WRITTEN REQUEST -> Reproduce the listing verbatim.

>> start SUPPLIED RECORDS

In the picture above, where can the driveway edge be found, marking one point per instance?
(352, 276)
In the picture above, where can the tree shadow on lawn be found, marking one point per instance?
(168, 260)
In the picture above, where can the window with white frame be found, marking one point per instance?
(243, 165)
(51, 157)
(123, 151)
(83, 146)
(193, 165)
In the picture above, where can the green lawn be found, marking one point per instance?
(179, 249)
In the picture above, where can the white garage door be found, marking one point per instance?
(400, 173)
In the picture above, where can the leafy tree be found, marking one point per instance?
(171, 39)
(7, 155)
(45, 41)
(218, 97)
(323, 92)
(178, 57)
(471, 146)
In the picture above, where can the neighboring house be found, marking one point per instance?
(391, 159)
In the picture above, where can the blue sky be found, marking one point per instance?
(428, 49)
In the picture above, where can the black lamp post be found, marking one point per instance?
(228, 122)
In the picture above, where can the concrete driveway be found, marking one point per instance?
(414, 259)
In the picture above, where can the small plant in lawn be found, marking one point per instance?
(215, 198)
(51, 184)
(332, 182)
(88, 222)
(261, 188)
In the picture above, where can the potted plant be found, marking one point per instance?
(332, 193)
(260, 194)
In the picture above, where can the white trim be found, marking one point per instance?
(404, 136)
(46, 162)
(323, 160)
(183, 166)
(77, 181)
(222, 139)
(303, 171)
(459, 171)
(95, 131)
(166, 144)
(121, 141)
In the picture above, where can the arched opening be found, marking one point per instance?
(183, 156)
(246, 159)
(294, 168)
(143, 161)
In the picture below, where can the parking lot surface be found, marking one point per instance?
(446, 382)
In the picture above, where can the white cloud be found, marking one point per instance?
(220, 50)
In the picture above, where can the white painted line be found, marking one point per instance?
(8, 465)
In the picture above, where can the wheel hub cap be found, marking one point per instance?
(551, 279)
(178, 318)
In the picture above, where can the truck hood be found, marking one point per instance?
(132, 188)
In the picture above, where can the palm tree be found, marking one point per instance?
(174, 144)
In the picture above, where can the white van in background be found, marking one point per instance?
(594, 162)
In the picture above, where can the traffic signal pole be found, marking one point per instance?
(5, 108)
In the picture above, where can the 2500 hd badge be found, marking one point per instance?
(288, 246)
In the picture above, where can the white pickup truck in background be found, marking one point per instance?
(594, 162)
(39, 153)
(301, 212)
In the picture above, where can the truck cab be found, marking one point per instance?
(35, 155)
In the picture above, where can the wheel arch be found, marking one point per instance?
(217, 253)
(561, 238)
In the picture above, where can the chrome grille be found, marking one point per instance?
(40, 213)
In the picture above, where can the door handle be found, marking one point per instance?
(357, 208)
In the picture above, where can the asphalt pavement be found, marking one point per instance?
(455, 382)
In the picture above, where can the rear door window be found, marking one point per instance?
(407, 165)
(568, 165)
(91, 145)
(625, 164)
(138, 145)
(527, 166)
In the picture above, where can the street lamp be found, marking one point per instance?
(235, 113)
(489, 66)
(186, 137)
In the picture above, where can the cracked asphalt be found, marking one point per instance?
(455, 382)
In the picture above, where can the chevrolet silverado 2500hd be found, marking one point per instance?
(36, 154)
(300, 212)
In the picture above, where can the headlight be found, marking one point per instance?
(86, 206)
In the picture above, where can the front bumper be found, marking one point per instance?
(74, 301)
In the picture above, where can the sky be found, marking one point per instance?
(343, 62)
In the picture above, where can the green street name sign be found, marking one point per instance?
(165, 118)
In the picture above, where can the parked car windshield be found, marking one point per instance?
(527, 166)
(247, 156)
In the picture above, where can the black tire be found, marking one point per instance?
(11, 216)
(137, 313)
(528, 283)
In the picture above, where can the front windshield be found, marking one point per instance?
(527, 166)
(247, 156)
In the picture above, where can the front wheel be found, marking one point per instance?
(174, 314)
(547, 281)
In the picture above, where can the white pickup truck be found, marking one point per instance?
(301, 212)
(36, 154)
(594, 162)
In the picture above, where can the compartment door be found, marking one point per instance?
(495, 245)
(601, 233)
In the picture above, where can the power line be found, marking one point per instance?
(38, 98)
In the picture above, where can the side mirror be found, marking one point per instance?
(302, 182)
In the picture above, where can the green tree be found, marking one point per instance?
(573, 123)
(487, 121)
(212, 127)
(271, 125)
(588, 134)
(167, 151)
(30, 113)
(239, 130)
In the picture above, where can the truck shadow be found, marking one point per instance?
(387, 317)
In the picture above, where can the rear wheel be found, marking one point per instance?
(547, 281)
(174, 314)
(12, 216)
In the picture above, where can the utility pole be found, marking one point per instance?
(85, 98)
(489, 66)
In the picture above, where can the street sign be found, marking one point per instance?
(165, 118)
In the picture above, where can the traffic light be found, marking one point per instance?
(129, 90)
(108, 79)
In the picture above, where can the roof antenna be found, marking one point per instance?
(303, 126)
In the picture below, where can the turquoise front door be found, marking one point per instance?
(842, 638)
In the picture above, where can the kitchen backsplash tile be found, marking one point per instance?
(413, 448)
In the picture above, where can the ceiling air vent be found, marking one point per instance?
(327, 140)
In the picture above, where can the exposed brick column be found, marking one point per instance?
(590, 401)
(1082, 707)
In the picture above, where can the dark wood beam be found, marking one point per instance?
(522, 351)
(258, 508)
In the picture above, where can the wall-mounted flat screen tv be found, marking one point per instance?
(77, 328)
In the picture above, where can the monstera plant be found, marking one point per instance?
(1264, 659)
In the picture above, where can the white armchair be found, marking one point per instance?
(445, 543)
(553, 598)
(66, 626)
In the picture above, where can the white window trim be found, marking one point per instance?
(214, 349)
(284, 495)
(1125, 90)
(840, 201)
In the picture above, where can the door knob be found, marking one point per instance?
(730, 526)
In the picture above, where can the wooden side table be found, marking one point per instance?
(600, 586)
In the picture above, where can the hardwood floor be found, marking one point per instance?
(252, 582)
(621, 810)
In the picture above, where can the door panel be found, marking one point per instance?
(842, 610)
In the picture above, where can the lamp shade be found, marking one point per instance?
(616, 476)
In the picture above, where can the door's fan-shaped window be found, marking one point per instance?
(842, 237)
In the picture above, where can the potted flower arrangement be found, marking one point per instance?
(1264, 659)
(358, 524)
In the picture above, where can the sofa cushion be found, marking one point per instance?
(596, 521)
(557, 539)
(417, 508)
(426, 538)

>> end SUPPLIED RECORDS

TASK OUTPUT ->
In the picture above, where can the driveway edge be found, marking one point per instance?
(352, 276)
In the picture above, where can the tree shadow on lawn be found, marking one point per instance?
(168, 260)
In the picture above, where can the window with white frame be found, marking one point per instance?
(243, 165)
(51, 157)
(123, 151)
(83, 146)
(193, 165)
In the picture above, where can the green lawn be found, marking one point per instance?
(179, 249)
In the picture above, where can the white garage door be found, marking one point per instance?
(400, 173)
In the picture above, where can the leafy tree be found, marking one point per instance?
(171, 39)
(7, 155)
(45, 41)
(218, 97)
(323, 92)
(178, 57)
(471, 146)
In the picture above, where can the neighboring house be found, marking one point per instance?
(391, 159)
In the picture above, where can the blue sky be found, marking one point per instance?
(428, 49)
In the picture above, where can the black lamp post be found, marking one point per instance?
(228, 122)
In the picture above, where can the concrete driveway be found, marking one point per instance?
(414, 259)
In the picture above, where can the small plant in lawn be found, marking one point per instance?
(215, 198)
(51, 184)
(332, 182)
(88, 222)
(261, 188)
In the picture above, where can the potted plant be found, marking one point per instance?
(332, 193)
(260, 194)
In the picture above, where can the white trim be found, marking one point per instance?
(404, 136)
(46, 162)
(323, 160)
(183, 166)
(77, 181)
(222, 139)
(303, 171)
(459, 171)
(95, 131)
(166, 144)
(121, 141)
In the picture above, where can the arched opening be found, marking one point per instance?
(183, 156)
(246, 159)
(294, 168)
(143, 161)
In the picture below, where can the parking lot surface be found, marking one point per instance?
(446, 382)
In the picture above, where can the white cloud be found, marking one point per instance?
(220, 50)
In the picture above, where can the white painted line be found, marking one point per instance?
(8, 465)
In the picture above, where can the wheel hub cap be found, marking one point per instance?
(551, 279)
(178, 318)
In the picture above, where can the truck hood be found, marking one point per instance?
(132, 188)
In the picture above, where can the palm tree be found, marking one point per instance?
(174, 144)
In the picture above, where can the white van in background be found, marking one point per instance?
(594, 162)
In the picture above, where can the traffic signal pole be found, marking one point per instance?
(5, 108)
In the picture above, where can the 2500 hd badge be found, marking one point per instance?
(288, 246)
In the picture above, where can the white pickup truck in background be found, marking one point per instance?
(594, 162)
(39, 153)
(301, 212)
In the picture above, where can the truck cab be found, marking one point per instance?
(35, 155)
In the picture above, where can the wheel arch be found, marking one point per instance?
(217, 253)
(561, 238)
In the picture above, where can the chrome grille be found, marking one point per instance?
(40, 213)
In the picture above, where can the door handle be found, marking one point per instance?
(357, 208)
In the picture above, where can the asphalt pavement be found, marking one point per instance?
(455, 382)
In the picture above, where can the rear door window be found, marking one point per instance?
(407, 165)
(568, 165)
(91, 145)
(625, 164)
(138, 145)
(527, 166)
In the picture above, where can the street lamp be found, marking one point per instance?
(235, 113)
(489, 66)
(186, 137)
In the picture above, where can the cracked asphalt be found, marking one point per instance?
(455, 382)
In the picture above, where can the chevrolet silverado 2500hd be found, marking one point per instance?
(36, 154)
(300, 212)
In the picture above, where can the headlight be found, marking one point per instance?
(86, 206)
In the picture above, where can the front bumper be found, marking one point per instance?
(74, 301)
In the picture above, where can the sky be found, marking one point per instance?
(343, 62)
In the picture above, where can the green street name sign be found, marking one point per instance?
(165, 118)
In the picture above, where can the parked car windshield be found, marking one point per instance?
(527, 166)
(247, 156)
In the picture above, where can the black tire be found, marking one point per instance?
(11, 216)
(137, 313)
(528, 283)
In the picture above, where can the front windshield be found, marking one point per instance?
(527, 166)
(247, 156)
In the picture above, where can the front wheel be found, marking one point per instance?
(174, 314)
(547, 281)
In the picture above, where can the white pickup truck be found, marking one point per instance?
(301, 212)
(36, 154)
(594, 162)
In the picture above, where can the compartment door be found, marking one point per instance?
(495, 245)
(601, 233)
In the picture above, where can the power line be found, marking one point per instance?
(38, 98)
In the picture above, where can the side mirror be found, marking one point per instance?
(302, 182)
In the picture above, where can the green tree be found, marking one point per instance?
(573, 123)
(487, 121)
(212, 127)
(271, 125)
(588, 134)
(167, 151)
(30, 113)
(239, 130)
In the picture above, where can the truck shadow be found, marking one point per instance?
(387, 317)
In the picture above, where can the rear wheel be found, marking one point per instance?
(547, 281)
(174, 314)
(12, 216)
In the picture above, where can the utility pole be found, marking one point per instance?
(85, 98)
(489, 66)
In the picture above, where can the street sign be found, marking one point per instance?
(165, 118)
In the picture above, where can the traffic light be found, marking one point per instance?
(129, 90)
(108, 79)
In the picture above, where can the roof antenna be found, marking one point per instance?
(303, 126)
In the picture below, where can the turquoise front door be found, marking one point per instance?
(842, 638)
In the picture above, where can the kitchen backsplash tile be found, marking one point per instance?
(413, 448)
In the picture above, where can the ceiling air vent be found, marking one point per instance?
(327, 140)
In the picture above, where can the exposed brick column be found, marking one point per instance?
(590, 401)
(1082, 707)
In the picture above, where can the dark wood beam be found, marking one point per instance?
(522, 351)
(258, 508)
In the picture above, where can the wall-mounted flat screen tv be found, marking one point per instance?
(77, 328)
In the picture above, where can the monstera plant be found, marking one point per instance?
(1264, 659)
In the picture above, where can the white armchair be found, marking one point per instance?
(445, 543)
(553, 598)
(66, 626)
In the picture above, where can the white window trim be found, marking one point per instance?
(214, 349)
(284, 495)
(1125, 90)
(840, 201)
In the picture above, where can the door knob be found, marking one point per instance?
(730, 526)
In the picture above, where can the wooden side table be found, marking one point per instance?
(600, 586)
In the picture above, where can the hardwood floor be found, marking one point per instance?
(252, 582)
(621, 810)
In the picture above, where can the door panel be found, marking one point per instance?
(842, 610)
In the picture above, where can the lamp shade be found, marking one point per instance?
(616, 476)
In the picture above, where can the door's fan-shaped window be found, marking one point per instance?
(842, 237)
In the picture above, where can the potted flower arrangement be found, marking one point per instance?
(1264, 659)
(358, 524)
In the picture above, where can the sofa cushion be found, marking one point per instance?
(596, 521)
(557, 539)
(417, 508)
(426, 538)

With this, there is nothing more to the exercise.